### Exercise goal
What is needed here is an exact copy of every record below.

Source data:
------------------------------------------------------------------------

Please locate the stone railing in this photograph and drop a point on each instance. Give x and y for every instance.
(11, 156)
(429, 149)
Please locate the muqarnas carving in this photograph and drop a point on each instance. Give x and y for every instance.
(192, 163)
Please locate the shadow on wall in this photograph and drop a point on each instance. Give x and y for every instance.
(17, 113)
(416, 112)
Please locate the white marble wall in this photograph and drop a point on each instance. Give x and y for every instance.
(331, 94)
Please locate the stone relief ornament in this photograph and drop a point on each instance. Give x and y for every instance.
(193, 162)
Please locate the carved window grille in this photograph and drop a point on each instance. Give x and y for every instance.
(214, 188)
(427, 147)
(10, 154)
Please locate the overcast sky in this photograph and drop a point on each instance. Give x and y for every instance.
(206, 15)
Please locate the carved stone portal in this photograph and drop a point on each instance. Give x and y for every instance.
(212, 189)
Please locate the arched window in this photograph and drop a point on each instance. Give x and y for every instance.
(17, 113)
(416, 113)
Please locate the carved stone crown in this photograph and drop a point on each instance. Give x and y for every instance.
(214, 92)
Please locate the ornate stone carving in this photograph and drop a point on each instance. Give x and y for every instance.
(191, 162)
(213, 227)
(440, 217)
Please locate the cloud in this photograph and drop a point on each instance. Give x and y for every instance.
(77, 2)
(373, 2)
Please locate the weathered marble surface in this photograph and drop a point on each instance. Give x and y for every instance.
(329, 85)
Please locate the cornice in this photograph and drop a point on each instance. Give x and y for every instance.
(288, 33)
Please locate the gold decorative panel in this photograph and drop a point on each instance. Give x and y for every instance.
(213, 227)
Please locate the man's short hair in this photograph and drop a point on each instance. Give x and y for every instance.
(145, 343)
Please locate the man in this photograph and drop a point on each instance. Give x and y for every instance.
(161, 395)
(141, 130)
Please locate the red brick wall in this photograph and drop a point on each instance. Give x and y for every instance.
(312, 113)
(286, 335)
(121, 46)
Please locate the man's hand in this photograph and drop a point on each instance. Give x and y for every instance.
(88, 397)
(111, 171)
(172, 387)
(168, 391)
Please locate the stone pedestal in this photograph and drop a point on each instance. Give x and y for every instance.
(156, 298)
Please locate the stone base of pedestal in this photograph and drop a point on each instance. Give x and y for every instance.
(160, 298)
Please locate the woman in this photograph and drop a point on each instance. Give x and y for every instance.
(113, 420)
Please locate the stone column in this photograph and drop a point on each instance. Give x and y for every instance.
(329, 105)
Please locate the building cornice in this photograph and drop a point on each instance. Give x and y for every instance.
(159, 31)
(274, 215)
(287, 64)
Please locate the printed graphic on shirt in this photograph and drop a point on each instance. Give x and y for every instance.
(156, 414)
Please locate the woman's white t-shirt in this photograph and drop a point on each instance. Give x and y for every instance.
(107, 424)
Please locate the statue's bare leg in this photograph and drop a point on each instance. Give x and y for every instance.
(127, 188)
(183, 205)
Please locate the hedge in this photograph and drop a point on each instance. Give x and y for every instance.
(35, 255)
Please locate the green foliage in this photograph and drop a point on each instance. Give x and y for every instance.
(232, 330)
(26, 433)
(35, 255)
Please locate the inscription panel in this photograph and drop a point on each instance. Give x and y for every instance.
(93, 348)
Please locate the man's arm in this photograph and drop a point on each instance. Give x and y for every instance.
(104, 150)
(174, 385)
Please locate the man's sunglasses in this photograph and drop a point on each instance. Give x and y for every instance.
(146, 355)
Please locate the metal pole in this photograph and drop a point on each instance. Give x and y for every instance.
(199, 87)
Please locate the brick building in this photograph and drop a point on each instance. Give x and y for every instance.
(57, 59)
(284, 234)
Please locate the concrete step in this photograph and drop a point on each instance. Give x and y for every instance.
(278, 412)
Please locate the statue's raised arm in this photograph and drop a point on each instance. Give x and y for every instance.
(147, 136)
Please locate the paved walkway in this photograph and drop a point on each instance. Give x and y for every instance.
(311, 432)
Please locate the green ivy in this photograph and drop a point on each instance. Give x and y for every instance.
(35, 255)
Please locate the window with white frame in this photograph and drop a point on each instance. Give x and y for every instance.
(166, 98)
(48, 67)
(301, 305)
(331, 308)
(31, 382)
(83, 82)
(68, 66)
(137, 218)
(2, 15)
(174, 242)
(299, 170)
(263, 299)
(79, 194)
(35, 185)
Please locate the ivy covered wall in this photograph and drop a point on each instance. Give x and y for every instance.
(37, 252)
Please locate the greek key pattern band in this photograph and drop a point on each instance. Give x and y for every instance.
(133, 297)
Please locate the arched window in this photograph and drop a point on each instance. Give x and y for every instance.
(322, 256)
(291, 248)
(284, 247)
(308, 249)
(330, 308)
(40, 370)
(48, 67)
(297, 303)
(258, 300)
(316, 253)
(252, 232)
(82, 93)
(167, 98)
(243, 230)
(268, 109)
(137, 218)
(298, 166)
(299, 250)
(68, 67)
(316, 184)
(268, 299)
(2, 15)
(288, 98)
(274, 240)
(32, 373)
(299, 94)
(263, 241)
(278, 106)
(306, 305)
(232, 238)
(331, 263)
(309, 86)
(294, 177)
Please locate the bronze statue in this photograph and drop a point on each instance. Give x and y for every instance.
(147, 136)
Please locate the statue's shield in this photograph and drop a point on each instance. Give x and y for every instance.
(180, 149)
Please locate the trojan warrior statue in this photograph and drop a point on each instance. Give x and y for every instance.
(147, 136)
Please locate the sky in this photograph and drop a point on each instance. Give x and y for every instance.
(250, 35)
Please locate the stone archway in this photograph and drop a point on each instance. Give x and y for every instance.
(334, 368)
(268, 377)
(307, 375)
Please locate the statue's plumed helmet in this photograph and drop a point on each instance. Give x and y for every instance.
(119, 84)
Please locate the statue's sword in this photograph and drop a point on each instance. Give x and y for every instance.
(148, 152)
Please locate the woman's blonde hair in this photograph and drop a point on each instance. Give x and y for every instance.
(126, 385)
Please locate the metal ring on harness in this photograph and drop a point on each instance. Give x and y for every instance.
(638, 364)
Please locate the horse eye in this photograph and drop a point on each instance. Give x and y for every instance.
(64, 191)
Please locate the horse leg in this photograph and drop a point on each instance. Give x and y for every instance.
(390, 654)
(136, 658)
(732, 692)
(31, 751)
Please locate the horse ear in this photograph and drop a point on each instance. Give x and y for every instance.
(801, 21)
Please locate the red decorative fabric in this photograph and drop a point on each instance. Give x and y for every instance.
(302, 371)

------------------------------------------------------------------------

### Exercise response
Please locate the stone railing in this photograph and drop a point on each instance. Give x and y for every instance.
(11, 156)
(429, 149)
Please locate the muqarnas carving in this photograph and drop a point on each instance. Give x and y for every instance.
(192, 163)
Please locate the shadow on wall in this photograph and drop a point on each instance. Give x and y for every instance.
(17, 113)
(416, 112)
Please locate the white marble wall in this photograph and drop a point on each instance. Give x and y for every instance.
(331, 94)
Please locate the stone relief ornament in this photograph and drop a point on each instance. Give x and y for every instance.
(193, 162)
Please locate the carved window grille in this photograph and drop a point on each instance. Give x and y for every instance.
(214, 188)
(427, 147)
(10, 154)
Please locate the overcast sky in this photograph and drop a point on each instance. Give x and y for every instance.
(206, 15)
Please locate the carved stone portal in this photograph and drop a point on each instance. Give x and y for every instance.
(212, 189)
Please locate the arched window in this photograph and drop a point on each instance. Give x and y for every instance.
(17, 113)
(416, 113)
Please locate the carved stone crown in this photograph and drop a point on each instance. Give x and y for every instance.
(214, 92)
Please locate the ornate stone carving in this photograph and drop a point on each instance. Give x and y for every instance.
(191, 162)
(213, 227)
(440, 217)
Please locate the cloud in this photograph and drop a point on each instance. Give x and y for every instance.
(77, 2)
(373, 2)
Please locate the weathered marble surface in this photograph and drop a point on each instance. Give x and y for every instance.
(329, 85)
Please locate the cornice in this photograph and drop a point on each instance. Give x and y for every instance.
(288, 33)
Please locate the gold decorative panel in this photograph and drop a point on each instance. Give x and y for every instance.
(213, 227)
Please locate the man's short hair in this photograph and drop a point on each instance. Give x and y for every instance.
(145, 343)
Please locate the man in this photograph and drop a point on each instance. Give x and y for every instance.
(161, 395)
(141, 130)
Please locate the red brick wall in this photograph and drop a point on each instance. Give x and y for every instance.
(312, 113)
(286, 335)
(121, 46)
Please locate the man's hand in this photograph and drop a point on each instance. Give x and y for every instance.
(88, 397)
(111, 171)
(172, 387)
(168, 391)
Please locate the stone pedestal in this photograph and drop a point on each instance. Give x and y for every instance.
(156, 298)
Please locate the stone base of pedestal in this photograph and drop a point on each instance. Give x and y for every instance.
(160, 298)
Please locate the woman in this photograph and drop a point on each instance. Give x and y for every instance.
(113, 420)
Please locate the stone column in this photograph and drop a point on each instance. Give x and y for every instance.
(329, 105)
Please locate the building cornice in this photograph and drop a point on each instance. Give x and y for every instance.
(159, 31)
(274, 215)
(287, 64)
Please locate the printed graphic on shirt in this photograph and drop a point on each instance. Give x and y for every instance.
(156, 414)
Please locate the woman's white t-shirt in this photograph and drop a point on each instance. Give x and y for every instance.
(107, 424)
Please locate the statue's bare leg in this photograph and drop a point on each instance. Give x and y for every instance.
(127, 188)
(183, 205)
Please locate the hedge in this photograph and drop a point on each instance. Give x and y for every instance.
(35, 255)
Please locate the green foliage in this photograph and drop a point on each instance. Give x and y for every instance.
(232, 330)
(26, 433)
(35, 255)
Please locate the inscription panel in this photograph and drop a point on each instance. Give x and y for every instance.
(93, 348)
Please locate the man's arm in this photograph and drop a point on each instance. Give x and y for every instance.
(104, 150)
(174, 385)
Please locate the man's sunglasses in this photograph and drop a point on each instance. Give x and y for every instance.
(146, 355)
Please locate the metal pole in this photograph and drop a point on each instance. Give x and y for every instance.
(199, 87)
Please locate the brick building in this photograph and drop a point on each instance. Give x and y for every instance.
(57, 59)
(284, 234)
Please locate the concrete step in this photograph and drop a point on each instance. Give x and y for every instance.
(278, 412)
Please locate the statue's raised arm in this photograph and drop a point on each instance. Give x and y for every instance.
(147, 136)
Please locate the paved walkway in this photograph and drop a point on each instance. Give x and y for every instance.
(311, 432)
Please locate the green ivy in this photograph and drop a point on each instance. Give x and y for every instance.
(35, 255)
Please locate the window with white frame in this photograph and drop a point on each instance. Give x and y for every instance.
(166, 98)
(48, 67)
(301, 305)
(331, 308)
(31, 382)
(83, 82)
(68, 66)
(137, 218)
(2, 15)
(174, 242)
(299, 170)
(263, 299)
(79, 194)
(35, 185)
Please locate the ivy covered wall in this photograph and drop a point on each instance. Give x and y for every instance.
(37, 252)
Please locate the greek key pattern band in this photograph and drop a point on each instance. Give x and y for every instance.
(133, 297)
Please locate the arched window in this photograph and drop a point on each instance. Give x and y for every instance.
(322, 256)
(291, 248)
(284, 247)
(308, 249)
(330, 308)
(40, 370)
(48, 67)
(297, 303)
(258, 300)
(316, 253)
(252, 232)
(82, 93)
(167, 98)
(243, 230)
(268, 109)
(137, 218)
(298, 166)
(299, 250)
(68, 67)
(316, 184)
(268, 299)
(2, 15)
(288, 98)
(274, 240)
(32, 373)
(299, 94)
(263, 241)
(278, 106)
(306, 305)
(232, 238)
(331, 263)
(309, 86)
(294, 177)
Please locate the bronze statue in this photograph and drop a point on each instance. Give x and y for every instance.
(147, 136)
Please locate the statue's shield in this photograph and drop a point on each instance. Give x and y for every instance.
(180, 149)
Please locate the trojan warrior statue in this photograph and drop a point on each instance. Give x and y for every instance.
(147, 136)
Please locate the sky in this photograph and drop a point on each instance. Give x and y for every instance.
(250, 35)
Please locate the stone archway in this photograph and drop a point on each instance. Give x and y for every instance.
(334, 368)
(268, 377)
(307, 375)
Please locate the statue's plumed helmet in this photograph and drop a point on each instance. Give x and y for every instance.
(119, 84)
Please locate the statue's sword in this photograph and drop a point on each instance. Give x and y for every instance.
(148, 152)
Please locate the woman's blonde hair in this photograph and drop a point on each instance. Give x and y for every instance.
(126, 385)
Please locate the metal ring on harness in this photograph and drop a point on each instance. Give x and y for every instance.
(638, 364)
Please locate the horse eye in this photograph and drop a point on each instance. Give x and y for every instance.
(64, 191)
Please locate the horse leg in this photograph and drop a point on each instance. Give x and y for every instance.
(390, 654)
(136, 658)
(732, 692)
(31, 751)
Please locate the horse ear in this photograph and drop a point on each instance. Give x and y for every instance.
(801, 21)
Please locate the red decorative fabric in this photograph and drop a point on each instance. Give x and y for every instance.
(302, 371)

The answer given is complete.